What is needed: Please retype the listing below exactly, from its opening line through the line where "[indicate] the red blossom" appears.

____ Data for review

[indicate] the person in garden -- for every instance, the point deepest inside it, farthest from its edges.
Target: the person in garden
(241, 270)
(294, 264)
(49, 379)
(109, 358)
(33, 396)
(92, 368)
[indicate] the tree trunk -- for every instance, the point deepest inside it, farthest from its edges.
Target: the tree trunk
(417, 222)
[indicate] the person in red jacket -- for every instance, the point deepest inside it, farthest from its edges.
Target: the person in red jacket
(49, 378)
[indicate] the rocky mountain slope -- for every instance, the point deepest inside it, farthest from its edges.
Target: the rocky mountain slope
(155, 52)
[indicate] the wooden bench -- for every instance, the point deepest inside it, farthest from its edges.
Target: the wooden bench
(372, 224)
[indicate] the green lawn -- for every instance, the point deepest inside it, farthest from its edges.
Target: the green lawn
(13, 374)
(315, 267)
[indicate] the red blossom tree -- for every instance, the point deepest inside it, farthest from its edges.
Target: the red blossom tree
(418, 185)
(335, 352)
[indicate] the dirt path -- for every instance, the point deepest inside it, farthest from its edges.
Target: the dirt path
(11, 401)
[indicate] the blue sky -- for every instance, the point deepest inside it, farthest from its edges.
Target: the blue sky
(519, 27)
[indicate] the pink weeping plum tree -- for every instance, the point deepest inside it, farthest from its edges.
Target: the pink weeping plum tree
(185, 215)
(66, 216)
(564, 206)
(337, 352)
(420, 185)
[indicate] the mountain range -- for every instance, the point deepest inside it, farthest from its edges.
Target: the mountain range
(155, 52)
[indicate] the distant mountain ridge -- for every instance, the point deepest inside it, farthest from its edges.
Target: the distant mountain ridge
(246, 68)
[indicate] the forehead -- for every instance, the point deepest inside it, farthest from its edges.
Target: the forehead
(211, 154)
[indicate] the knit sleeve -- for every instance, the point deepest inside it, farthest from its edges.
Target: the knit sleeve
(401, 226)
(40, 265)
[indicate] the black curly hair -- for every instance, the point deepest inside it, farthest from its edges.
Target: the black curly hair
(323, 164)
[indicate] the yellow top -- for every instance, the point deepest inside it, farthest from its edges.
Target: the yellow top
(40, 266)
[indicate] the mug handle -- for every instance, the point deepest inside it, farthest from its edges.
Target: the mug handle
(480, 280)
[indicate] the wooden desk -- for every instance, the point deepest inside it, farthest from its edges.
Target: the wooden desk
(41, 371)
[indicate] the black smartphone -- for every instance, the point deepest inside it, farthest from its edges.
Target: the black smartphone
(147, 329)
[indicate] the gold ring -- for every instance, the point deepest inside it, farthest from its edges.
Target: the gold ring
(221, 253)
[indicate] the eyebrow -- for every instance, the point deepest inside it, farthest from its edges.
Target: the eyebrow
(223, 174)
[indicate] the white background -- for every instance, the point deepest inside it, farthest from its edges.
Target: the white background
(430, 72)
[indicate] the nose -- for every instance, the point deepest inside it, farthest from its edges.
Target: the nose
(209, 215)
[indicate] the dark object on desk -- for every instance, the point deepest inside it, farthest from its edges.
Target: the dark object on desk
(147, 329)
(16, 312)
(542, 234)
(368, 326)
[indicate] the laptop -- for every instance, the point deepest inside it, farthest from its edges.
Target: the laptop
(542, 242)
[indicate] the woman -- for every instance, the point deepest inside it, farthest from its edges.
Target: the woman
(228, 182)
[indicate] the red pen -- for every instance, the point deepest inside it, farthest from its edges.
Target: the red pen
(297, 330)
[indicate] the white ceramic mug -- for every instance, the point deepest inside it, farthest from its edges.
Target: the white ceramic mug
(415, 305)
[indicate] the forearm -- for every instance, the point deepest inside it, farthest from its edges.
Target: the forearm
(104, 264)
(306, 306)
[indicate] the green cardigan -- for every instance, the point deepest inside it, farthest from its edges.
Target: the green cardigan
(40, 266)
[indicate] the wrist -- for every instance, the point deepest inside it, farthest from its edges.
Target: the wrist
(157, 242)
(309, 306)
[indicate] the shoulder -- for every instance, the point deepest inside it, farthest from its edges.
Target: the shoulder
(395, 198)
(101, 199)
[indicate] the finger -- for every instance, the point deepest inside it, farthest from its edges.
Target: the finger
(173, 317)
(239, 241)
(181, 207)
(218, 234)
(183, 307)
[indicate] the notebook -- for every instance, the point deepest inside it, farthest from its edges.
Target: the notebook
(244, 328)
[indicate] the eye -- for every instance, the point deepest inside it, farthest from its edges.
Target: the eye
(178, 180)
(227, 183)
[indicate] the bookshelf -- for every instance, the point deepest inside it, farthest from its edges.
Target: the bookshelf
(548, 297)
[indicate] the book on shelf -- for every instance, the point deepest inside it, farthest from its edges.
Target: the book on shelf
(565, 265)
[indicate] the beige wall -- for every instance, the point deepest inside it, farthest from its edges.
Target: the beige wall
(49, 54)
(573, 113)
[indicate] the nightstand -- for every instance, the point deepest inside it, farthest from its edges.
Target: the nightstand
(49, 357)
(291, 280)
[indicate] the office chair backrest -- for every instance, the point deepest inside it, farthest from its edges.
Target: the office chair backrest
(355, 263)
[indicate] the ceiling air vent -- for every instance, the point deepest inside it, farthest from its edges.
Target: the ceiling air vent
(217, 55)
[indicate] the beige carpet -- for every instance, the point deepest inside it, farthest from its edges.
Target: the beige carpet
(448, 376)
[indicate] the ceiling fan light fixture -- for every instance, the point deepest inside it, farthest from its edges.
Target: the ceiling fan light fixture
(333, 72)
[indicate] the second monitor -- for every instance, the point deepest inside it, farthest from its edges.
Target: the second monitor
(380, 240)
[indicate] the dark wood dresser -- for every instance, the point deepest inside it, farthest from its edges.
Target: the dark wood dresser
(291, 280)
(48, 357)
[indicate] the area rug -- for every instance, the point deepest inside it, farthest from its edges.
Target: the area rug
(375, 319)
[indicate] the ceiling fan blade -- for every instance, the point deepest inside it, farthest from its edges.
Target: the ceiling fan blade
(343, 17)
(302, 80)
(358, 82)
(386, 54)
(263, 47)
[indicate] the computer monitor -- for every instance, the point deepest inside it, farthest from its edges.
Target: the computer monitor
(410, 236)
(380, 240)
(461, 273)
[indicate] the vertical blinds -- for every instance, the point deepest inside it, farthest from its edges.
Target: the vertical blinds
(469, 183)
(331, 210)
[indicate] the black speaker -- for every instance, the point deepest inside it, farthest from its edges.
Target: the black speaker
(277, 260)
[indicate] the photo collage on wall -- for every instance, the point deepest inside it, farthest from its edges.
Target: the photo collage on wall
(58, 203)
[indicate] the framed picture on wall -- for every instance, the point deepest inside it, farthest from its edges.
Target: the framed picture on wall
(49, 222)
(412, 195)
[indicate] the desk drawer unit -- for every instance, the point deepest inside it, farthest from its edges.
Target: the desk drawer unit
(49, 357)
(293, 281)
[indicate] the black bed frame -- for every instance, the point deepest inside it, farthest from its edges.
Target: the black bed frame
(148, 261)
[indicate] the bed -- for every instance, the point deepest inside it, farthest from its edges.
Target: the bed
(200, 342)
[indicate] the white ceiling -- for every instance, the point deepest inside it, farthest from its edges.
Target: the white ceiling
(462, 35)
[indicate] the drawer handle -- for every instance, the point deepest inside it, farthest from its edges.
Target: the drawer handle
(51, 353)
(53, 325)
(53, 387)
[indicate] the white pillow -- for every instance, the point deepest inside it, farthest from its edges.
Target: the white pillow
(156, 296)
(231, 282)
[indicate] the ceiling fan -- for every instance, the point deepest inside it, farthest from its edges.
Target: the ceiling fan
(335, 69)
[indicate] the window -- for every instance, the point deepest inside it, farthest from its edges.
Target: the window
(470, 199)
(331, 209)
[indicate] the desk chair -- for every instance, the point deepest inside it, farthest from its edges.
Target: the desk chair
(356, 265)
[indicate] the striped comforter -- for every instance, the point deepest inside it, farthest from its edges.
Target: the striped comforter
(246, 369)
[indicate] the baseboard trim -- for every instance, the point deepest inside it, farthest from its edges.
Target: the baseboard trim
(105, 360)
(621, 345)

________

Written solution:
[indicate] the person in garden -- for every instance, the point deepest inside it, farthest from its edges.
Target: the person in garden
(241, 270)
(294, 264)
(49, 379)
(109, 358)
(33, 396)
(92, 368)
[indicate] the tree trunk -- for every instance, the point deepest inside it, farthest from its edges.
Target: the tree trunk
(417, 222)
[indicate] the person in red jacket -- for every instance, the point deepest inside it, farthest from its edges.
Target: the person in red jacket
(49, 378)
[indicate] the rocky mountain slope -- for every instance, the point deepest inside it, farthest from its edges.
Target: the rocky mountain slope
(155, 52)
[indicate] the wooden bench -- for every instance, the point deepest inside it, farthest from its edges.
Target: the wooden bench
(372, 224)
[indicate] the green lawn -- for every instance, the point deepest inside it, farthest from its edges.
Target: the green lawn
(13, 374)
(315, 267)
[indicate] the red blossom tree -- for every instance, the point deepest inside it, farthest from its edges.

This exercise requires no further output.